===== Fragment tekstu
Czarny olej po 800km od wymiany

Silnik (ON, PB, LPG, CNG), układ przeniesienia napędu, układ wydechowy itp.

Moderator: Sebu$

Wiadomość
Autor
Milus

#31 Post autor: Milus »

ok załóżmy więc dwa scenariusze.
1. Ciśnienie na wszystkich garach jest w okolicy 11, silnik do remontu bo zużyte gładzie, jajowate tuleje, zużyte pierścienie, jak poznać, jak leczyć, czy pozostaje tylko generalka?
2. Ciśnienie w trzech cylindrach 14 a w jednym 10. Jaki scenariusz dla takiego stanu rzeczy?

Raf

#32 Post autor: Raf »

Mogą być jeszcze uszczelniacze. Nie panikuj, sprawdź ciśnienie sprężania.
==========
* [Zadania]:
1. Powiel dokładnie fragment tekstu o czarnym oleju, zaczynając od „Moderator: Sebu$” i ciągnąc aż do „takiego stanu rzeczy?”.
2. Wybierz z wpisów poniżej każdy wiersz, w którym występuje słowo „above”, i przepisz go bez żadnych zmian.
===== Wpisy źródłowe
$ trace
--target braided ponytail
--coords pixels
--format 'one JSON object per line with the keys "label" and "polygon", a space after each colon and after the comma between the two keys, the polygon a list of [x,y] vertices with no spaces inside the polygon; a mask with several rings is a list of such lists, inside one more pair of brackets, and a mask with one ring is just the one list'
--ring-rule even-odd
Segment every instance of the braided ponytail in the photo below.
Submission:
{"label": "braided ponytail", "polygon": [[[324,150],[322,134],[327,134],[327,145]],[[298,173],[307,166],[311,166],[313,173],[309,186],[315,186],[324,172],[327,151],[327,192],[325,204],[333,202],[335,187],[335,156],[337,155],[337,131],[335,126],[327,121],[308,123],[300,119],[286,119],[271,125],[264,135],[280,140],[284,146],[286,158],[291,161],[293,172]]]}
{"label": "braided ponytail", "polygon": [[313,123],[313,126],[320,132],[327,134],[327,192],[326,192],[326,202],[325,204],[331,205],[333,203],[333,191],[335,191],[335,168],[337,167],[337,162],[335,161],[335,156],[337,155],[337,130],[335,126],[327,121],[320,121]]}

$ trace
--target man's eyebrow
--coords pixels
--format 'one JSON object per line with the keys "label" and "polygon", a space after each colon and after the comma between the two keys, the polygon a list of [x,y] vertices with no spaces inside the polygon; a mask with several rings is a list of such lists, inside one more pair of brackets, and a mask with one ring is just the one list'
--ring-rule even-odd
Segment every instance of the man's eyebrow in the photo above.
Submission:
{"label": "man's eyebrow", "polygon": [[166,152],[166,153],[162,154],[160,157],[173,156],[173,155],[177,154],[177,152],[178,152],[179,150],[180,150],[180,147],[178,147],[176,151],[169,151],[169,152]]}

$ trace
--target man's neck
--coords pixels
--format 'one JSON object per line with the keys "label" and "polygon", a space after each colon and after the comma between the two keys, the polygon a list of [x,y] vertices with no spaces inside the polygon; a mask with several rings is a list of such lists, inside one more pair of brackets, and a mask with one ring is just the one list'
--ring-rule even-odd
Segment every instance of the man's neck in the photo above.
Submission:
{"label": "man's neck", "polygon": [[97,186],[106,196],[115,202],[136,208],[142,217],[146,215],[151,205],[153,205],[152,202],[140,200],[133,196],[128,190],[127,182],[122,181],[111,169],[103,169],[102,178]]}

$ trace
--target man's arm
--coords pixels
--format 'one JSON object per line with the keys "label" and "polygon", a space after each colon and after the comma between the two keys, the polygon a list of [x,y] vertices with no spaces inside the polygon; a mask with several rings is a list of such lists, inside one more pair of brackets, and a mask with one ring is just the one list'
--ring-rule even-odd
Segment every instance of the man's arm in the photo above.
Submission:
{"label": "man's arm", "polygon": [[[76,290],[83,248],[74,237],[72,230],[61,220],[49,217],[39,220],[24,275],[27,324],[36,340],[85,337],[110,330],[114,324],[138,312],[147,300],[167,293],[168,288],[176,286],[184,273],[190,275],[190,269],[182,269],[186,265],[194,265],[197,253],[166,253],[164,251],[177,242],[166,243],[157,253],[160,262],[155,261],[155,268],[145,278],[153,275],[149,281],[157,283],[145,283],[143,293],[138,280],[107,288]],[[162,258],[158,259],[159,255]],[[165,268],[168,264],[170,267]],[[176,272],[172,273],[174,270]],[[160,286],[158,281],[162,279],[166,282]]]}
==========
* [Odpowiedzi]:
1.
Moderator: Sebu$

Wiadomość
Autor
Milus

#31 Post autor: Milus »

ok załóżmy więc dwa scenariusze.
1. Ciśnienie na wszystkich garach jest w okolicy 11, silnik do remontu bo zużyte gładzie, jajowate tuleje, zużyte pierścienie, jak poznać, jak leczyć, czy pozostaje tylko generalka?
2. Ciśnienie w trzech cylindrach 14 a w jednym 10. Jaki scenariusz dla takiego stanu rzeczy?

2.
Segment every instance of the man's eyebrow in the photo above.
Segment every instance of the man's neck in the photo above.
Segment every instance of the man's arm in the photo above.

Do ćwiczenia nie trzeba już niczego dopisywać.